- Jobs:
1 > Reproduce word for word the passage of the ink cartridge patent claims below, starting with "8. The printer" and going on through "data based on the identifier.".
2 > Report every line of the records below that contains the string "mask", matching case exactly.

2. The method of claim 1, wherein the characterization data
comprises density data of the color ink cartridge.
3. The method of claim 1, the rendering consistent color step
comprising the step of: adding the characterization data to a
printer profile for the color ink jet printer.
4. The method of claim 1, further comprising the step of: reading
an identifier for the color ink cartridge associated with the
characterization data of the color ink cartridge to perform the
accessing step based on the identifier.
5. The method of claim 4, wherein the identifier comprises a serial
number of the color ink cartridge.
6. The method of claim 1, the accessing step comprising the step
of: accessing the characterization data over the Internet.
7. A printer color correction program, comprising: code to access
characterization data of a color ink cartridge of a color ink jet
printer; and code to render consistent color for the color ink jet
printer based on the characterization data.
8. The printer color correction program of claim 7, wherein the
characterization data comprises density data of the color ink
cartridge.
9. The printer color correction program of claim 7, the code to
render consistent color comprising: code to add the
characterization data to a printer profile for the color ink jet
printer.
10. The printer color correction program of claim 7, further
comprising: code to read an identifier for the color ink cartridge
associated with the characterization data of the color ink
cartridge, wherein the code to access characterization data
accesses the characterization data based on the identifier.
11. The printer color correction program of claim 10, wherein the
identifier comprises a serial number of the color ink
cartridge.
12. The printer color correction program of claim 7, the code to
access comprising: code to access the characterization data of the
color ink cartridge over the Internet.
13. A color ink cartridge characterization program, comprising:
code to characterize a color ink cartridge of a color ink jet
printer to create ink cartridge characterization data for the color
ink cartridge; and code to store the ink cartridge characterization
data in association with an identifier for the color ink
cartridge.

- Material for this exercise:

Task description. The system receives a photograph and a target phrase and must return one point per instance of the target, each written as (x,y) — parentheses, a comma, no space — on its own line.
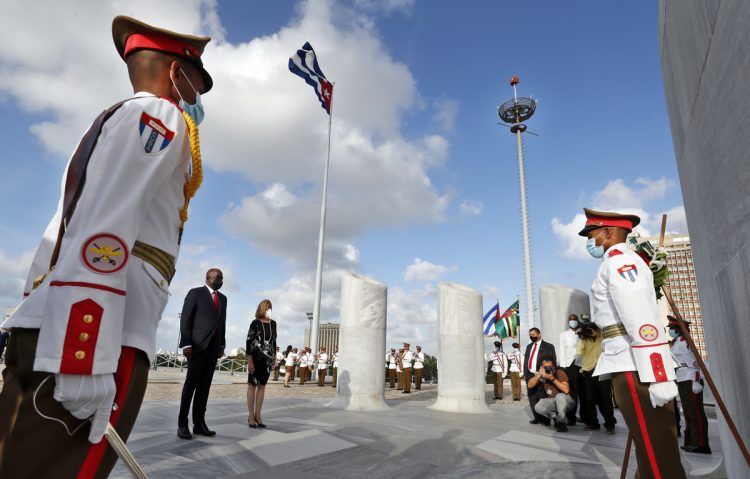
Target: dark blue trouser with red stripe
(696,422)
(32,446)
(653,429)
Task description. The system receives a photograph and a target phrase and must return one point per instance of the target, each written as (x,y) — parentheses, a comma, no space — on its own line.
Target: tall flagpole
(319,272)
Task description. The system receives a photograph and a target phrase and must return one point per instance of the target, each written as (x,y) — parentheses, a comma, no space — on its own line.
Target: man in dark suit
(202,339)
(531,364)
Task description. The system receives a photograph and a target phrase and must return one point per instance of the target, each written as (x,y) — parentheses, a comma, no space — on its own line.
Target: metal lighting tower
(515,112)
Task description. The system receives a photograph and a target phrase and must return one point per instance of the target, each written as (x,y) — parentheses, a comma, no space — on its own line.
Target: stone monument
(460,351)
(556,303)
(704,59)
(361,381)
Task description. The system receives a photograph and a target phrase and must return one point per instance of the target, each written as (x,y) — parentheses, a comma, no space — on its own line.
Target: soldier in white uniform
(82,339)
(690,387)
(499,368)
(302,366)
(335,366)
(406,359)
(566,360)
(322,366)
(515,362)
(290,366)
(418,368)
(391,359)
(635,348)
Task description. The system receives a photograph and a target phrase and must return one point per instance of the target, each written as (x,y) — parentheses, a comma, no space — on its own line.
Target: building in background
(683,285)
(328,336)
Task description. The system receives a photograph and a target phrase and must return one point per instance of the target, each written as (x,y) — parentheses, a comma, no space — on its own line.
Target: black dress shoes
(184,433)
(203,430)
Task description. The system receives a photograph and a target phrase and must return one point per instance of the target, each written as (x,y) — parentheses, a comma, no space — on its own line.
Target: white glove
(84,396)
(662,393)
(697,387)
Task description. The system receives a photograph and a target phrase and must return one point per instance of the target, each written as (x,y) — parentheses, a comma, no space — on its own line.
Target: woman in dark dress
(260,348)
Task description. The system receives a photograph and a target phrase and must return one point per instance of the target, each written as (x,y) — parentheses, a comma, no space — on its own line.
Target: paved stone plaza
(306,439)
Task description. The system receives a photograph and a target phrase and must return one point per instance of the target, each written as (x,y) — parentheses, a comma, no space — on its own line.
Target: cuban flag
(155,136)
(492,316)
(305,64)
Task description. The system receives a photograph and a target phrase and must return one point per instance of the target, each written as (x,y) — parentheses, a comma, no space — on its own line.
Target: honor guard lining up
(635,349)
(418,368)
(82,339)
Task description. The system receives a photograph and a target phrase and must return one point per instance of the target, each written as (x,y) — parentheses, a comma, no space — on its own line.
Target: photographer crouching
(556,401)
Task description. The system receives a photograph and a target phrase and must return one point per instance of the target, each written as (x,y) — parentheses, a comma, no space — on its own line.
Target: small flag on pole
(305,64)
(507,325)
(490,319)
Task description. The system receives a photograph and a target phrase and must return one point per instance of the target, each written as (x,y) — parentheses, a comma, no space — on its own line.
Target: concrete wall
(556,302)
(705,62)
(460,351)
(361,382)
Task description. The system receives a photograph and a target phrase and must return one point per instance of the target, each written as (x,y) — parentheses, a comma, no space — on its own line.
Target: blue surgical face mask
(195,110)
(593,249)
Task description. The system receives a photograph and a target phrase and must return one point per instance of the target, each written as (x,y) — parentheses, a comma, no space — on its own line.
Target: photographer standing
(597,392)
(556,400)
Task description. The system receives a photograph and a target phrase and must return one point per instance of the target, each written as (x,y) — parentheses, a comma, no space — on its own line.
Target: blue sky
(423,185)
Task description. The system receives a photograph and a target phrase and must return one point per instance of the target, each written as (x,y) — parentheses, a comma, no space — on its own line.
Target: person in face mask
(99,279)
(203,340)
(690,387)
(566,360)
(635,349)
(535,350)
(515,361)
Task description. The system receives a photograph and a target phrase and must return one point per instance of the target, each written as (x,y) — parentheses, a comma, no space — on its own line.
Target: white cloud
(13,271)
(622,198)
(421,270)
(471,208)
(263,124)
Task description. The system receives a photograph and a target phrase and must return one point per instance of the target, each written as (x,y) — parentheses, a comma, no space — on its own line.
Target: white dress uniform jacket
(687,366)
(100,297)
(568,346)
(407,359)
(515,359)
(419,360)
(499,362)
(323,361)
(623,294)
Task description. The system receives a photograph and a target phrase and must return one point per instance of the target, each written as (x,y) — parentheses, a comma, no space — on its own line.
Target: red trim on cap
(69,364)
(153,41)
(599,221)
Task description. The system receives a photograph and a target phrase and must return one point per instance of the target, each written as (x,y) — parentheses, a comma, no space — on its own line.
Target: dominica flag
(492,316)
(507,325)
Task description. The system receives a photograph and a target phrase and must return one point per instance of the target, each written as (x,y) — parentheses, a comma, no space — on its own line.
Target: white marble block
(460,351)
(361,379)
(556,303)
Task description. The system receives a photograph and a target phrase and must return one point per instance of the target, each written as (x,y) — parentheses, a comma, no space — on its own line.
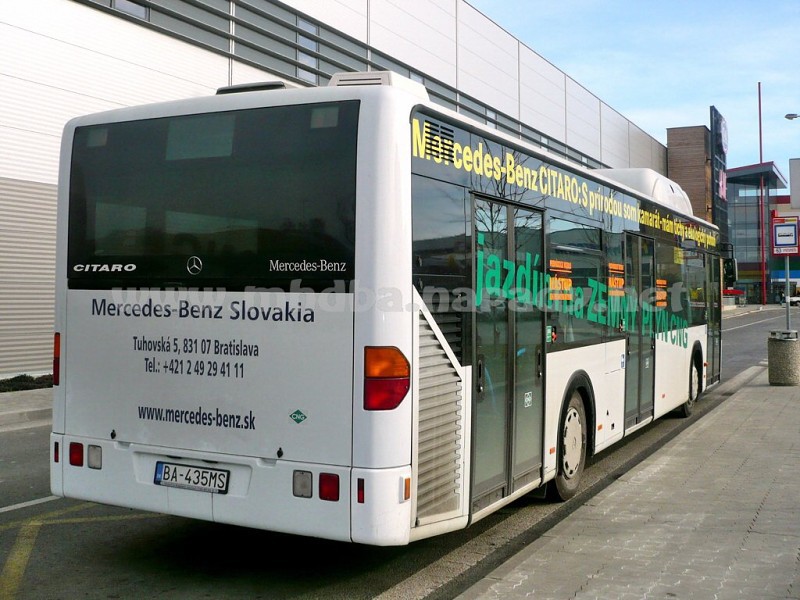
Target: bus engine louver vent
(439,141)
(440,415)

- Expected answers:
1 >
8. The printer color correction program of claim 7, wherein the
characterization data comprises density data of the color ink
cartridge.
9. The printer color correction program of claim 7, the code to
render consistent color comprising: code to add the
characterization data to a printer profile for the color ink jet
printer.
10. The printer color correction program of claim 7, further
comprising: code to read an identifier for the color ink cartridge
associated with the characterization data of the color ink
cartridge, wherein the code to access characterization data
accesses the characterization data based on the identifier.

2 >
Target: blue surgical face mask
Target: person in face mask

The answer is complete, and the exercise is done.